### Problem to work on
Your task is to return the span of lines beginning at the one with "Report one point per instance of the nose" and ending at the last line of the data, exactly as it stands.

### Dataset extract
- - - -

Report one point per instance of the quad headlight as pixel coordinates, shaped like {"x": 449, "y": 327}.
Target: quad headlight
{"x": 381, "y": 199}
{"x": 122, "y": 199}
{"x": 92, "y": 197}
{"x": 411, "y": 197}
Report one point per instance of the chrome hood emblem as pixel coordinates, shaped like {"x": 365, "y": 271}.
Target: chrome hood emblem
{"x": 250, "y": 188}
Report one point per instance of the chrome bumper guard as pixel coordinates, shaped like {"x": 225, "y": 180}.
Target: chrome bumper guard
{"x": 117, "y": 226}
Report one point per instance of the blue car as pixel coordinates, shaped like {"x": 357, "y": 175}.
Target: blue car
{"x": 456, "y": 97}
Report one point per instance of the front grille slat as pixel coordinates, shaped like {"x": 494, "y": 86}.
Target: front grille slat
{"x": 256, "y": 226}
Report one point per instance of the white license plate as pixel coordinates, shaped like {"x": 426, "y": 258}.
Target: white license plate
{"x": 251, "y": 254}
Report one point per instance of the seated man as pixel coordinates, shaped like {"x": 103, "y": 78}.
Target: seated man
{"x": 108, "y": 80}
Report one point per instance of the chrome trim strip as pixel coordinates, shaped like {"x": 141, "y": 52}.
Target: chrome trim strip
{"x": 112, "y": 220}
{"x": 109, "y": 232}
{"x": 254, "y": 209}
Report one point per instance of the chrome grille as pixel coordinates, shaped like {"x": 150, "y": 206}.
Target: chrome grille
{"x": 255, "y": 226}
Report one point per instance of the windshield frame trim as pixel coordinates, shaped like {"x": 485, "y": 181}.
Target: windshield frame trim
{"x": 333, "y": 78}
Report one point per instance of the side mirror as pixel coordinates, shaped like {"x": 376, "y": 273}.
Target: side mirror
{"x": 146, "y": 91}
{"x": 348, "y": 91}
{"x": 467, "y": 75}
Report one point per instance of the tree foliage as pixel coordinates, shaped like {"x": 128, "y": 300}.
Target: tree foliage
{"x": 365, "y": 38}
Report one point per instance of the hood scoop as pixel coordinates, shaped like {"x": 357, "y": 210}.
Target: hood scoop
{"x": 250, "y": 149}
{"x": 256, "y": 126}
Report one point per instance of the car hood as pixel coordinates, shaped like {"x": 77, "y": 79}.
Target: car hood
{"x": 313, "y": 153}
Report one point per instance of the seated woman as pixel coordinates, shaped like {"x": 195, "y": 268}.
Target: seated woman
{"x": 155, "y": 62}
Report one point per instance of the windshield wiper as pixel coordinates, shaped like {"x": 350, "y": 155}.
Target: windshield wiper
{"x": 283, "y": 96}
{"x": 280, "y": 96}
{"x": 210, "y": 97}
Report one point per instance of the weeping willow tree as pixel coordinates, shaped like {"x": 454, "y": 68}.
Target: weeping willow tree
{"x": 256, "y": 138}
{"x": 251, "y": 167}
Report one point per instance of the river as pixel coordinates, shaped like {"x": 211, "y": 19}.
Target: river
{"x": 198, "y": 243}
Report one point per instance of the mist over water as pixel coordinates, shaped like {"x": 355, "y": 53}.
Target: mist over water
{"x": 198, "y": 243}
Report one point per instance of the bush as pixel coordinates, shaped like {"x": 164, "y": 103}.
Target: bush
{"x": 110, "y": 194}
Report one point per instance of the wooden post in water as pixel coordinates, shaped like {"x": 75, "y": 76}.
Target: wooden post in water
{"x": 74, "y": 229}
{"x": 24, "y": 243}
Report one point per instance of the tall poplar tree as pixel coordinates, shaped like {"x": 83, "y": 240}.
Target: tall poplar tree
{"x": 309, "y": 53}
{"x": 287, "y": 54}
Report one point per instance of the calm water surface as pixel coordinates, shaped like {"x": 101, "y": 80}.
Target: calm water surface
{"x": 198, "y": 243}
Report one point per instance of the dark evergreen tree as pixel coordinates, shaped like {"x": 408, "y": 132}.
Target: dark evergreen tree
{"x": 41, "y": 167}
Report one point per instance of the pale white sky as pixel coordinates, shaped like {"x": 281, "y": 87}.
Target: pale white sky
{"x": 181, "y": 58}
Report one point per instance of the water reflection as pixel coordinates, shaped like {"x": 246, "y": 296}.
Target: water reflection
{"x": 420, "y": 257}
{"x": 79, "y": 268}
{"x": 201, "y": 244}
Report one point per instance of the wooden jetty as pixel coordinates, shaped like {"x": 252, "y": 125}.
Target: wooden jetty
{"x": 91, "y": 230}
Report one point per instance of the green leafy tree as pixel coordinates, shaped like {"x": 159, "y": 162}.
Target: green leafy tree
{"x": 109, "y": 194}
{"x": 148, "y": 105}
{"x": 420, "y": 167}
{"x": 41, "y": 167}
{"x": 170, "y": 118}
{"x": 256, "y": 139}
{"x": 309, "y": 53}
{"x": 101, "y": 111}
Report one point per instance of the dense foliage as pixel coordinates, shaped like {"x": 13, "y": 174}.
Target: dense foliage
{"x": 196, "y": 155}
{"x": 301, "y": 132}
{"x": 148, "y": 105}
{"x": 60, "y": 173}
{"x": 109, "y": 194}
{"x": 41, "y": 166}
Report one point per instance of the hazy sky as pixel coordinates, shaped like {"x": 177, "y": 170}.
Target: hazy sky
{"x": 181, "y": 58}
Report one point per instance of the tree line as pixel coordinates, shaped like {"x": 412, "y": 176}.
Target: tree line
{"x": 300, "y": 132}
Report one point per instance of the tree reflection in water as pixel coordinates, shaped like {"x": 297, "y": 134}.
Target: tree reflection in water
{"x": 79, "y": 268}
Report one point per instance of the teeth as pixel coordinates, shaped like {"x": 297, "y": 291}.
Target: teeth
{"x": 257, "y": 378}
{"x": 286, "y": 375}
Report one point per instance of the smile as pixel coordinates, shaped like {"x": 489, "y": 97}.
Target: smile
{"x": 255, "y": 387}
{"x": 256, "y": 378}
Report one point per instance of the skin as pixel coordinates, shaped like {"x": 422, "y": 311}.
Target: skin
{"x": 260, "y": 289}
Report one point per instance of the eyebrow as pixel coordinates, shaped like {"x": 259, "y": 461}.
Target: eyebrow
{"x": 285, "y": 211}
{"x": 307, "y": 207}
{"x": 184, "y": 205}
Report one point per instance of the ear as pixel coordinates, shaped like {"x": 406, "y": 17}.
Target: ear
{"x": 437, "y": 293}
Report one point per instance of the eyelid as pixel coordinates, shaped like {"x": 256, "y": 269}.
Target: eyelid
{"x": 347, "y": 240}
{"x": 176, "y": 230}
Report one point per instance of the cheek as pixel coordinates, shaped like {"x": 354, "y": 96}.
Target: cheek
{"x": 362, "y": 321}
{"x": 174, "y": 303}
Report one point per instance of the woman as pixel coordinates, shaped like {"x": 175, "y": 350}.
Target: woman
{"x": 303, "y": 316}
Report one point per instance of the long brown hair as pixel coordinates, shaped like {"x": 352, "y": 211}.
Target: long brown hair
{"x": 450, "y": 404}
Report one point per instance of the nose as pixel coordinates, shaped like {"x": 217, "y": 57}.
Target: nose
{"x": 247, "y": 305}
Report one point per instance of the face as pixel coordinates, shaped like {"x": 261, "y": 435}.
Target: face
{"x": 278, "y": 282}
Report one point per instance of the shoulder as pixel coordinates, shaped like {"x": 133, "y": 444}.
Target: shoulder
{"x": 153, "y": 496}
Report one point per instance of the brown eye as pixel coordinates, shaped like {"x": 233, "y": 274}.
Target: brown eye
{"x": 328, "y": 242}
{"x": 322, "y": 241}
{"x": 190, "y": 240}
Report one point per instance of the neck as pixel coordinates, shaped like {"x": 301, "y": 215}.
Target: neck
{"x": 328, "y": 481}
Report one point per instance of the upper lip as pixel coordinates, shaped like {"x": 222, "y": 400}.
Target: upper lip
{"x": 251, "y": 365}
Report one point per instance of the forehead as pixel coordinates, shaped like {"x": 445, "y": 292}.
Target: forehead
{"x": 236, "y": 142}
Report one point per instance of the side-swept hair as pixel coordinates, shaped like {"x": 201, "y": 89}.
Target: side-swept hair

- - - -

### Output of the task
Report one point per instance of the nose as pixel coordinates, shaped like {"x": 217, "y": 57}.
Target: nose
{"x": 247, "y": 305}
Report one point per instance of the face as pixel coordinates, shaped like {"x": 261, "y": 435}.
Target: face
{"x": 278, "y": 282}
Report one point per instance of the shoulder as pixel coordinates, shaped like {"x": 133, "y": 444}.
Target: shoulder
{"x": 153, "y": 496}
Report one point per instance of the brown eye as pixel coordinates, shaped like {"x": 233, "y": 274}.
Target: brown eye
{"x": 328, "y": 242}
{"x": 322, "y": 241}
{"x": 190, "y": 240}
Report one point per instance of the neck as pixel coordinates, shaped like {"x": 301, "y": 215}.
Target: neck
{"x": 328, "y": 481}
Report one point per instance of the upper lip as pixel coordinates, shaped like {"x": 222, "y": 400}.
Target: upper lip
{"x": 251, "y": 365}
Report one point per instance of the forehead as pixel coordinates, shaped like {"x": 445, "y": 292}.
Target: forehead
{"x": 236, "y": 142}
Report one point per instance of the side-swept hair as pixel coordinates, shaped like {"x": 201, "y": 89}.
Target: side-swept hair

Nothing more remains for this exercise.